• TASKS:
1. Decide whether each of the following statements agrees with the colorectal cancer abstract, answering yes or no and quoting the deciding words of the abstract exactly: (a) staining for VEGF, FLT-1 and FLK-1 was performed in 82 cases of CRC; (b) VEGF expression was negatively correlated with lymph node metastasis; (c) cell proliferation was measured with flow cytometry.
2. Transcribe the colorectal cancer abstract word for word between "RESULTS: The expression" and "apparent aneuploid peak.", inclusive.
3. Pick up the colorectal cancer abstract after its last sentence and continue writing it.

• TEXT SECTION:
□ □ □ □

Published online Mar 7, 2010. doi: 10.3748/wjg.v16.i9.1086
Revised: December 17, 2009
Accepted: December 24, 2009
Published online: March 7, 2010
AIM: To investigate the expression of vascular endothelial cell growth factor (VEGF) and its receptors Fms-like tyrosine kinase 1 (FLT-1) and fetal liver kinase 1 (FLK-1) in colorectal carcinoma (CRC), and the blocking effects of small interfering RNAs (siRNAs) on VEGF expression in human colorectal cancer HCT116 cells.
METHODS: Immunohistochemical staining for VEGF, FLT-1 and FLK-1 proteins was performed in 82 cases of CRC and 14 normal colorectal mucosae. A siRNA targeting VEGF was synthesized and transfected into HCT116 cells using lipofectamine 2000. Immunocytochemical staining and Western blotting analyses were performed to detect the expression of VEGF protein. The suppressive effect of the siRNA on cell proliferation was detected using the 3-(4,5-dimethylthiazol-2-yl)-2,5-diphenyltertrazolium bromide (MTT) assay. Cellular apoptosis was detected using flow cytometry (FCM).
RESULTS: The expression of VEGF, FLT-1 and FLK-1 in tumor tissues was significantly higher than that in normal tissues (P = 0.008, P = 0.000, P = 0.000). The expression of VEGF was positively correlated with both lymph node metastasis and clinical stage (P = 0.009 and P = 0.025, respectively). Immunocytochemistry showed that the expression of VEGF was weakly positive and Western blotting indicated a significant reduction in VEGF-siRNA cell protein levels. VEGF-siRNA cell growth inhibition was assessed by the MTT assay, and the tumor cell proliferation rate was significantly different at 24, 48, and 72 h after transfection. FCM results showed that the VEGF-siRNA group had an apparent aneuploid peak.

□ □ □ □

• DATASET EXCERPTS:
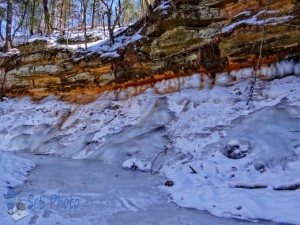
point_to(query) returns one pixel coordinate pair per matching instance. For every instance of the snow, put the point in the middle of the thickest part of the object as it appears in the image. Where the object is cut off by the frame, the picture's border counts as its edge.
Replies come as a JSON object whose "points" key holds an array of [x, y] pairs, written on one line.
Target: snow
{"points": [[163, 7], [183, 122], [254, 20], [13, 170], [136, 164], [107, 195]]}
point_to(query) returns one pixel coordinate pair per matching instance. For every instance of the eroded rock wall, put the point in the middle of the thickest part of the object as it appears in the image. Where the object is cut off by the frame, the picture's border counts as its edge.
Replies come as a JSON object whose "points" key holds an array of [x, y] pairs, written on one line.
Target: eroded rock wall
{"points": [[180, 38]]}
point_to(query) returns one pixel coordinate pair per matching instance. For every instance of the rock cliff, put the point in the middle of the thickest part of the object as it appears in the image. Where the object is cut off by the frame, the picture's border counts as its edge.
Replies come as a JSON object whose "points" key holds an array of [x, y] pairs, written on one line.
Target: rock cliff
{"points": [[181, 38]]}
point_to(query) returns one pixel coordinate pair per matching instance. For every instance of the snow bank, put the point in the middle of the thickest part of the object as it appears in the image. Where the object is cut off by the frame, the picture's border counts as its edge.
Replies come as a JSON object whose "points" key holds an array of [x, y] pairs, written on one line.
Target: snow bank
{"points": [[233, 146], [13, 170], [136, 164], [255, 21], [253, 185]]}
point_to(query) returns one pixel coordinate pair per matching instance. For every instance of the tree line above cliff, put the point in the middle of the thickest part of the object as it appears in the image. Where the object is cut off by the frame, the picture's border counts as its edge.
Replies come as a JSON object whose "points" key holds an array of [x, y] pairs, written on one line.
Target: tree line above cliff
{"points": [[29, 17]]}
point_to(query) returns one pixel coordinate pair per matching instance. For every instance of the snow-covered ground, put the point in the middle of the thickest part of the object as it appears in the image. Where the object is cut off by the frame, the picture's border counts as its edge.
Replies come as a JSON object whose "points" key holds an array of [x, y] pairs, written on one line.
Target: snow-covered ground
{"points": [[245, 156], [100, 194]]}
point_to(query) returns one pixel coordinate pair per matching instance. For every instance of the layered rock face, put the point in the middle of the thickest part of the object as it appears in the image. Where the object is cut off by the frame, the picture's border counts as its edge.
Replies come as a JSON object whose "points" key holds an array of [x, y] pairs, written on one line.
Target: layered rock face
{"points": [[182, 37]]}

□ □ □ □

• ANSWER LIST:
1.
(a) Yes: "Immunohistochemical staining for VEGF, FLT-1 and FLK-1 proteins was performed in 82 cases of CRC"
(b) No: "The expression of VEGF was positively correlated with both lymph node metastasis and clinical stage"
(c) No: "The suppressive effect of the siRNA on cell proliferation was detected using the 3-(4,5-dimethylthiazol-2-yl)-2,5-diphenyltertrazolium bromide (MTT) assay"

2.
RESULTS: The expression of VEGF, FLT-1 and FLK-1 in tumor tissues was significantly higher than that in normal tissues (P = 0.008, P = 0.000, P = 0.000). The expression of VEGF was positively correlated with both lymph node metastasis and clinical stage (P = 0.009 and P = 0.025, respectively). Immunocytochemistry showed that the expression of VEGF was weakly positive and Western blotting indicated a significant reduction in VEGF-siRNA cell protein levels. VEGF-siRNA cell growth inhibition was assessed by the MTT assay, and the tumor cell proliferation rate was significantly different at 24, 48, and 72 h after transfection. FCM results showed that the VEGF-siRNA group had an apparent aneuploid peak.

3.
CONCLUSION: VEGF, FLT-1 and FLK-1 are associated with colorectal carcinogenesis. siRNA silencing of the VEGF gene suppresses proliferation, and induces apoptosis in HCT116 cells. The results suggest that VEGF may be a new gene therapy target for colorectal cancer.
- Citation: Yin Y, Cao LY, Wu WQ, Li H, Jiang Y, Zhang HF. Blocking effects of siRNA on VEGF expression in human colorectal cancer cells. World J Gastroenterol 2010; 16(9): 1086-1092
- URL: https://www.wjgnet.com/1007-9327/full/v16/i9/1086.htm
- DOI: https://dx.doi.org/10.3748/wjg.v16.i9.1086
Colorectal carcinoma (CRC) is one of the most common malignant diseases in China and has a poor survival rate. The carcinogenesis and development of CRC is a complex process attributable to numerous factors. Angiogenesis plays an important role in tumor growth. Neovascularization is regulated by multiple factors, but the most important one is vascular endothelial cell growth factor (VEGF), which exerts its effects of increasing microvascular growth and permeability via specific receptors[1]. Fms-like tyrosine kinase 1 (FLT-1) and fetal liver kinase 1 (FLK-1) are the most important among these receptors. At present, the main treatment for CRC is excision of the primary tumor, followed by radiotherapy and chemotherapy. However, in many cases, this still leaves problems such as metastatic lesions and subsequent cancer recurrence. Recently, following the development of modern molecular biology, in-depth researches have been conducted in developing new strategy of CRC treatment at a genetic level. In particular, RNA interference (RNAi) technology has the potential to become an effective treatment for tumors[2], and has established a new area of clinical therapy for CRC[3]. In this study, immunohistochemical staining using a streptavidin-peroxidase method for the VEGF, FLT-1, and FLK-1 proteins was performed on 82 CRC and 14 normal colorectal mucosal samples in an attempt to explore their roles in CRC. Moreover, a VEGF-targeting small interfering RNA (siRNA) was transferred into human colorectal cancer HCT116 cells to explore its effects on proliferation and apoptosis.
Eighty-two CRC specimens and matched adjacent normal mucosae were obtained from the Department of Pathology, First Affiliated Hospital, Anhui Medical University between 2007 and 2008. None of the patients had been treated with radiotherapy or chemotherapy before surgery. Samples were taken from areas of the tumor tissue with no evidence of hemorrhage or putrescence. Samples of matched normal mucosa were collected from the surgical cutting edge, which was approximately 3-5 cm away from the cancerous lesion. The clinical diagnosis of all 82 patients was confirmed by histological examination after surgery. The colon cancer cell line, HCT116, was obtained from the Chinese Academy of Sciences.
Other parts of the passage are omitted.